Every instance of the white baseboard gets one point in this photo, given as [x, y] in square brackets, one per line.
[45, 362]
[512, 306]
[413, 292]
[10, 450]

________

_PROBLEM TO WORK ON_
Reproduce every entry above word for word, keeping each line as it stands.

_PROBLEM SOLUTION_
Every instance of the white baseboard gets one point in this photo, given as [x, y] in square brackets, one per line.
[45, 362]
[512, 306]
[413, 292]
[10, 450]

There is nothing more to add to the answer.